Stored data entries:
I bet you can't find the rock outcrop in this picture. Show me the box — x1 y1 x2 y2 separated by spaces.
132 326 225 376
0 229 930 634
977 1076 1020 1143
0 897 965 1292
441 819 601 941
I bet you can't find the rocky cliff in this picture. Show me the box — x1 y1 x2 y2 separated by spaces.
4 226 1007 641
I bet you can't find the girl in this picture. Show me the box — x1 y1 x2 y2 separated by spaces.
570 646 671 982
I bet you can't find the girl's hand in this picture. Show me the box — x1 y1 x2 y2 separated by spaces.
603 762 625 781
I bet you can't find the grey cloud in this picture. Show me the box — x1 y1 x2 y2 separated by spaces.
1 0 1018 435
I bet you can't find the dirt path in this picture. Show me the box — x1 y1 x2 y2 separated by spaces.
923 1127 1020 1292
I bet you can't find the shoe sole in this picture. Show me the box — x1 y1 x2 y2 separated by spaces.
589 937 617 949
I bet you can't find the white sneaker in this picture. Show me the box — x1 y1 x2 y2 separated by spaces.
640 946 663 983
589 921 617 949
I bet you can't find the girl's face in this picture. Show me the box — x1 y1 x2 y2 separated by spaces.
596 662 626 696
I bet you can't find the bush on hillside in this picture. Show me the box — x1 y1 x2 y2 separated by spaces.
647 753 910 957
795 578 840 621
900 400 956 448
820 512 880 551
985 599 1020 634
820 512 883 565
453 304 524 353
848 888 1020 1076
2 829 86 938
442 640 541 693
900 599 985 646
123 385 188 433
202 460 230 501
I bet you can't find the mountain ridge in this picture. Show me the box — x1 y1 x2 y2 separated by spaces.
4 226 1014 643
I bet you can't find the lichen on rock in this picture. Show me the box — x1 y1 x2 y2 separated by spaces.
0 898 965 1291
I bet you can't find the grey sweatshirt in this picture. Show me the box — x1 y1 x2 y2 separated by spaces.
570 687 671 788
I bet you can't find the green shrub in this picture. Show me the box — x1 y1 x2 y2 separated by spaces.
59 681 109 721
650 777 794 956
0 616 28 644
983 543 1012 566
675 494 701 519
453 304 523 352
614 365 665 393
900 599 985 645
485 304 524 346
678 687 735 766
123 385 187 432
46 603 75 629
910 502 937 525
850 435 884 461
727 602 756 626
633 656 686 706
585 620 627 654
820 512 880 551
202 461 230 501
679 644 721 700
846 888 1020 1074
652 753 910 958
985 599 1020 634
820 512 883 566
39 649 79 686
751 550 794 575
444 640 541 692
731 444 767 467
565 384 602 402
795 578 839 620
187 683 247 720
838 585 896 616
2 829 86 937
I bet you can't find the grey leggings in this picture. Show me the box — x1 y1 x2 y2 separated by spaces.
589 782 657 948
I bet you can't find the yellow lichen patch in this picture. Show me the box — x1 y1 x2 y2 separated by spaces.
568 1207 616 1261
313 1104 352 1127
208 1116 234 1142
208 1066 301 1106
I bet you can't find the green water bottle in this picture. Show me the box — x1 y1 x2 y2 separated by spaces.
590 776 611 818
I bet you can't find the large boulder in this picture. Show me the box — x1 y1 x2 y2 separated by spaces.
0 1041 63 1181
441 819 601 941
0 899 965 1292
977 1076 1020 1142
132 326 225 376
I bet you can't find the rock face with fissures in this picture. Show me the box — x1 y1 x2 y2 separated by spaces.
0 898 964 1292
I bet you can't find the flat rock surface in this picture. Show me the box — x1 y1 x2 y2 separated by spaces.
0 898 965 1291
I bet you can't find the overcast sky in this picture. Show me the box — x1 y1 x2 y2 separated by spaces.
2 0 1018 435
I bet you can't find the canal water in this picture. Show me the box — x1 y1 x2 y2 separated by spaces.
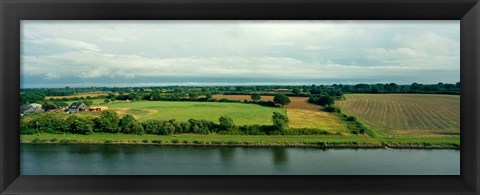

**WHAT IS REQUIRED**
Return the records exactly as they stand, and drop every picture.

**ANSWER**
I bet you can't find the rock outcrop in this picture. Show me the box — x1 y1 x2 y2 separated by spaces.
132 326 225 376
0 229 930 634
977 1076 1020 1143
0 897 965 1292
441 819 601 941
I bet you can't find the rocky cliff in this picture. Show me the box — x1 y1 x2 y2 separated by spaces.
4 226 1007 641
I bet you can't find the girl in this picture. Show me the box — x1 y1 x2 y2 separated by spaces.
570 646 671 982
I bet you can't find the girl's hand in this picture. Show me the box — x1 y1 x2 y2 separated by spaces.
603 762 625 781
I bet you can't find the grey cloud in this picture. Show me the box — x1 y1 x2 y2 separated by spaces.
1 0 1018 435
I bet you can't find the dirt path in this picture. Show me the box — x1 y1 x2 y2 separated by spaces.
923 1127 1020 1292
I bet you can't find the shoe sole in this picture. Show me the box — x1 y1 x2 y2 separated by spaces.
589 937 617 949
I bet you can't find the white sneaker in this picture. Show me the box — x1 y1 x2 y2 separated by spaces.
640 946 663 983
589 921 617 949
I bet you can't find the girl's face in this picture. Show me the box — x1 y1 x2 y2 separated by spaces.
596 662 626 696
I bet you can't find the bush on hillside in this picture. Show me the box — x1 y1 x2 y2 separated by spaces.
647 753 910 957
795 578 840 621
900 400 956 448
820 512 880 551
985 599 1020 634
820 512 883 565
453 304 524 353
848 888 1020 1076
2 829 86 938
442 640 541 693
900 599 985 646
123 385 188 433
202 460 230 501
I bet you can't find the mountain ridge in this picture. Show me the box — x1 y1 x2 y2 separated by spaces.
4 226 1014 643
I bet you can't find the lichen on rock in this picture. Show me the box — x1 y1 x2 y2 separated by spaces.
0 898 965 1291
I bet you can't find the grey sweatshirt in this picture. Show me the box — x1 y1 x2 y2 separated by spaces.
570 687 671 788
I bet you can't find the green shrub in this picture. Show me the box — x1 y1 x2 y2 separated by spaces.
59 681 109 721
650 777 794 956
0 616 28 644
983 543 1012 566
675 494 701 519
453 304 523 352
614 365 665 393
900 599 985 645
485 304 524 346
678 687 735 766
123 385 187 432
46 603 75 629
910 502 937 525
850 435 884 461
727 602 756 626
633 656 686 706
585 620 627 654
820 512 880 551
202 461 230 501
679 644 721 700
846 888 1020 1074
652 753 910 958
985 599 1020 634
820 512 883 566
39 649 79 686
751 550 794 575
444 640 541 692
731 444 767 467
565 384 602 402
795 578 839 620
187 683 247 720
838 585 896 616
2 829 86 937
I bet you can't find the grey leggings in this picture. Show me the box — x1 y1 x2 y2 separated by spaces.
589 782 657 948
I bet you can't find the yellow lichen patch in this picture. Show me the box — x1 y1 x2 y2 separated by spaces.
568 1207 616 1261
313 1104 352 1127
208 1116 234 1142
208 1066 301 1106
I bet you can't find the green water bottle in this picture. Show me the box — x1 y1 x2 y2 separated by spaces.
590 776 611 818
I bet you can't find the large boulder in this picture. Show me the box — x1 y1 x2 y2 separated by spaces.
0 1041 63 1181
441 819 601 941
0 899 965 1292
977 1076 1020 1142
132 326 225 376
I bet you can't find the rock face with fissures in this picture. Show me the box — x1 y1 x2 y2 separated by spaces.
0 898 964 1292
I bet you can't find the flat rock surface in this picture. Show me the box — x1 y1 x2 y2 separated by spaces.
0 898 965 1291
I bet you can't find the overcast sky in this picture. Show me the box — x1 y1 x2 y2 separated by spaces.
2 0 1018 435
I bet you can't find the canal water in this picture. Show me the box — x1 y1 x2 y2 separated by spaces.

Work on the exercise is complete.